EXERCISE DETAILS: Lay out every line of the rows below as a Markdown table with the columns "Number" and "Line", skipping blank lines and leaving the pictures out.

********

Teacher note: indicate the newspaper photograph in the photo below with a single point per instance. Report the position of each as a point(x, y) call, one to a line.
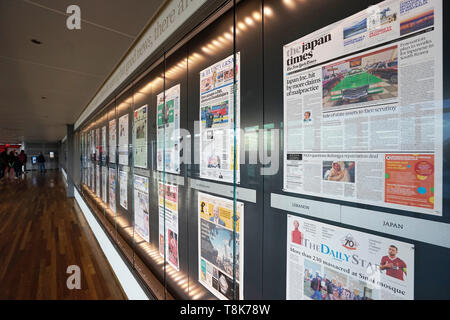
point(168, 130)
point(140, 137)
point(112, 189)
point(141, 207)
point(221, 250)
point(217, 120)
point(123, 189)
point(123, 140)
point(168, 224)
point(359, 94)
point(325, 262)
point(112, 141)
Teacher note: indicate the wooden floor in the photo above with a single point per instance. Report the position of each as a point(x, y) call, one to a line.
point(42, 233)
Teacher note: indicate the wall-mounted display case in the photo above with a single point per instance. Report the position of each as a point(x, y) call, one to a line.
point(284, 151)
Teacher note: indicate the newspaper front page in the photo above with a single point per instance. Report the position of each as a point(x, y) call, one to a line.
point(123, 140)
point(218, 256)
point(140, 137)
point(168, 130)
point(141, 208)
point(217, 120)
point(168, 223)
point(363, 108)
point(112, 141)
point(112, 189)
point(325, 262)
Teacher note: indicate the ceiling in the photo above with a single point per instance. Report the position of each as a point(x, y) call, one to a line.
point(44, 87)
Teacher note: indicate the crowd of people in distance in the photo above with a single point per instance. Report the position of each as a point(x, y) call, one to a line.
point(15, 164)
point(326, 289)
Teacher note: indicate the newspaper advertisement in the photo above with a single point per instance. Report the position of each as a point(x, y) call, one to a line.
point(363, 108)
point(103, 148)
point(141, 207)
point(168, 223)
point(104, 184)
point(112, 189)
point(97, 180)
point(123, 140)
point(140, 137)
point(217, 252)
point(168, 130)
point(325, 262)
point(123, 189)
point(112, 141)
point(218, 119)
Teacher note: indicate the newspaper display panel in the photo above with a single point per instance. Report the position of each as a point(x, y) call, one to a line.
point(123, 140)
point(325, 262)
point(168, 223)
point(168, 130)
point(123, 189)
point(363, 108)
point(104, 184)
point(141, 207)
point(140, 137)
point(112, 141)
point(97, 180)
point(215, 241)
point(112, 189)
point(217, 120)
point(97, 144)
point(103, 149)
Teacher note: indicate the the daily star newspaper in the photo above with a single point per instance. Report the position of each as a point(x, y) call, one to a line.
point(104, 184)
point(141, 208)
point(168, 217)
point(97, 180)
point(363, 108)
point(112, 141)
point(325, 262)
point(140, 137)
point(168, 130)
point(123, 189)
point(215, 240)
point(123, 140)
point(217, 120)
point(112, 189)
point(103, 149)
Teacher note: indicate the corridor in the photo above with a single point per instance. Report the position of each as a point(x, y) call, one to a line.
point(42, 233)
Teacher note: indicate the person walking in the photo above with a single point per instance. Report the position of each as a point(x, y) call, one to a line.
point(3, 163)
point(41, 162)
point(23, 161)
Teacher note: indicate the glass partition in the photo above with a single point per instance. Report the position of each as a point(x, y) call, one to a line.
point(259, 137)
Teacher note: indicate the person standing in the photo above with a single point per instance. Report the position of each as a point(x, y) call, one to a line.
point(23, 161)
point(394, 266)
point(316, 285)
point(41, 162)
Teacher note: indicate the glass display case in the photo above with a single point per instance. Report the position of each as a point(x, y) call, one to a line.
point(282, 150)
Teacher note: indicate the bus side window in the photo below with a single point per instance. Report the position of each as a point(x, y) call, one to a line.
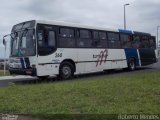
point(51, 39)
point(152, 42)
point(113, 40)
point(40, 38)
point(126, 40)
point(84, 38)
point(136, 43)
point(46, 37)
point(66, 38)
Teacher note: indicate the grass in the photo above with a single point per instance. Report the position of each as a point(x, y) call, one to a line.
point(127, 94)
point(2, 73)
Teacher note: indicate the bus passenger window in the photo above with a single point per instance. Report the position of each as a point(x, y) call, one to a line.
point(46, 40)
point(126, 40)
point(144, 42)
point(152, 42)
point(51, 38)
point(136, 43)
point(113, 40)
point(66, 38)
point(84, 40)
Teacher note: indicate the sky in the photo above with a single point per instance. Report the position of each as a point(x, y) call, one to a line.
point(141, 15)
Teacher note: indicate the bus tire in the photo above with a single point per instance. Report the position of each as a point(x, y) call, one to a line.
point(131, 64)
point(66, 70)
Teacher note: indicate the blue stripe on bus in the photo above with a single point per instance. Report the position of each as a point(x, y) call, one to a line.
point(22, 63)
point(132, 53)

********

COMPLETED TASK:
| Number | Line |
|---|---|
| 1 | Teacher note: indicate the newspaper photograph in the photo below with a single point per instance. Report the position of each as a point(x, y) call, one to a line. |
| 2 | point(168, 130) |
| 3 | point(140, 137) |
| 4 | point(112, 189) |
| 5 | point(141, 207) |
| 6 | point(221, 250) |
| 7 | point(217, 120) |
| 8 | point(123, 189) |
| 9 | point(123, 140) |
| 10 | point(168, 224) |
| 11 | point(359, 94) |
| 12 | point(325, 262) |
| 13 | point(112, 141) |
| 14 | Teacher note: indicate the wooden floor in the photo above with a single point per instance. Report the position of each as a point(x, y) call, one to a line. |
| 15 | point(42, 233) |
| 16 | Teacher note: indicate the wall-mounted display case in the photo above with a single point per instance. Report the position of each as a point(x, y) call, one to a line. |
| 17 | point(284, 151) |
| 18 | Teacher note: indicate the newspaper front page in the photo above with a single point per instance. Report the position of each as a point(x, y) call, one to a line. |
| 19 | point(123, 140) |
| 20 | point(218, 256) |
| 21 | point(140, 137) |
| 22 | point(168, 130) |
| 23 | point(141, 208) |
| 24 | point(217, 120) |
| 25 | point(168, 223) |
| 26 | point(363, 108) |
| 27 | point(112, 141) |
| 28 | point(112, 189) |
| 29 | point(325, 262) |
| 30 | Teacher note: indicate the ceiling in the photo above with a single point per instance. Report the position of each as a point(x, y) call, one to a line. |
| 31 | point(44, 87) |
| 32 | Teacher note: indicate the crowd of people in distance in the photo above with a single point per instance. Report the position of each as a point(x, y) call, one to a line. |
| 33 | point(15, 164) |
| 34 | point(326, 289) |
| 35 | Teacher note: indicate the newspaper advertisement in the photo above with a single point per instance. Report the position of each as a point(x, y) call, one to a line. |
| 36 | point(363, 108) |
| 37 | point(103, 148) |
| 38 | point(141, 207) |
| 39 | point(168, 223) |
| 40 | point(104, 184) |
| 41 | point(112, 189) |
| 42 | point(97, 180) |
| 43 | point(123, 140) |
| 44 | point(140, 137) |
| 45 | point(217, 252) |
| 46 | point(168, 130) |
| 47 | point(325, 262) |
| 48 | point(123, 189) |
| 49 | point(112, 141) |
| 50 | point(218, 119) |
| 51 | Teacher note: indicate the newspaper display panel in the photo above with a single point per instance. Report the position of each as a point(x, y) call, one to a line. |
| 52 | point(123, 140) |
| 53 | point(325, 262) |
| 54 | point(168, 223) |
| 55 | point(168, 130) |
| 56 | point(123, 189) |
| 57 | point(363, 108) |
| 58 | point(104, 184) |
| 59 | point(141, 207) |
| 60 | point(140, 137) |
| 61 | point(112, 141) |
| 62 | point(97, 180) |
| 63 | point(215, 241) |
| 64 | point(112, 189) |
| 65 | point(217, 120) |
| 66 | point(97, 144) |
| 67 | point(103, 149) |
| 68 | Teacher note: indicate the the daily star newspaper in the photo above with a single point per instance. Report the position of each as a point(x, y) call, one to a line. |
| 69 | point(104, 184) |
| 70 | point(141, 208) |
| 71 | point(168, 217) |
| 72 | point(97, 180) |
| 73 | point(363, 108) |
| 74 | point(112, 141) |
| 75 | point(325, 262) |
| 76 | point(140, 137) |
| 77 | point(168, 130) |
| 78 | point(123, 189) |
| 79 | point(215, 240) |
| 80 | point(123, 140) |
| 81 | point(217, 120) |
| 82 | point(112, 189) |
| 83 | point(103, 149) |
| 84 | Teacher note: indicate the corridor in the photo above with a single point per instance. Report the position of each as a point(x, y) call, one to a line. |
| 85 | point(42, 233) |
| 86 | Teacher note: indicate the person walking in the photo above with a single point per instance. Report the position of each as a point(x, y) call, one to a line. |
| 87 | point(3, 163) |
| 88 | point(41, 162) |
| 89 | point(23, 161) |
| 90 | Teacher note: indicate the glass partition in the photo above with a single point per instance. Report the position of each as a point(x, y) call, one to a line. |
| 91 | point(259, 137) |
| 92 | Teacher note: indicate the person standing in the photo above with a single point per instance. Report the position of each as a point(x, y) call, one to a line. |
| 93 | point(23, 161) |
| 94 | point(394, 266) |
| 95 | point(316, 285) |
| 96 | point(41, 162) |
| 97 | Teacher note: indicate the glass display case in the photo above with a single point per instance. Report the position of each as a point(x, y) call, one to a line. |
| 98 | point(282, 150) |
| 99 | Teacher note: indicate the bus side window in the photo below with a single point per instance. Report the position of each as a point(x, y) call, one to a line. |
| 100 | point(51, 39) |
| 101 | point(152, 42) |
| 102 | point(113, 40) |
| 103 | point(40, 38) |
| 104 | point(126, 40) |
| 105 | point(84, 38) |
| 106 | point(136, 43) |
| 107 | point(46, 37) |
| 108 | point(66, 38) |
| 109 | Teacher note: indicate the grass in the photo above with a single point per instance. Report the position of each as a point(x, y) call, one to a line. |
| 110 | point(127, 94) |
| 111 | point(2, 73) |
| 112 | Teacher note: indicate the bus passenger window in the photo above with a single point per instance. Report the position of each as a point(x, y) call, one to a line. |
| 113 | point(46, 40) |
| 114 | point(126, 40) |
| 115 | point(144, 42) |
| 116 | point(152, 42) |
| 117 | point(51, 38) |
| 118 | point(136, 43) |
| 119 | point(113, 40) |
| 120 | point(66, 38) |
| 121 | point(84, 40) |
| 122 | Teacher note: indicate the sky in the photo above with a single point per instance. Report the position of each as a point(x, y) call, one to a line. |
| 123 | point(141, 15) |
| 124 | Teacher note: indicate the bus tire in the photo above with a single point per instance. Report the position of each as a point(x, y) call, one to a line. |
| 125 | point(131, 64) |
| 126 | point(66, 70) |
| 127 | Teacher note: indicate the blue stripe on bus in the photo above with a single point per instance. Report the position of each as a point(x, y) call, one to a line. |
| 128 | point(22, 63) |
| 129 | point(132, 53) |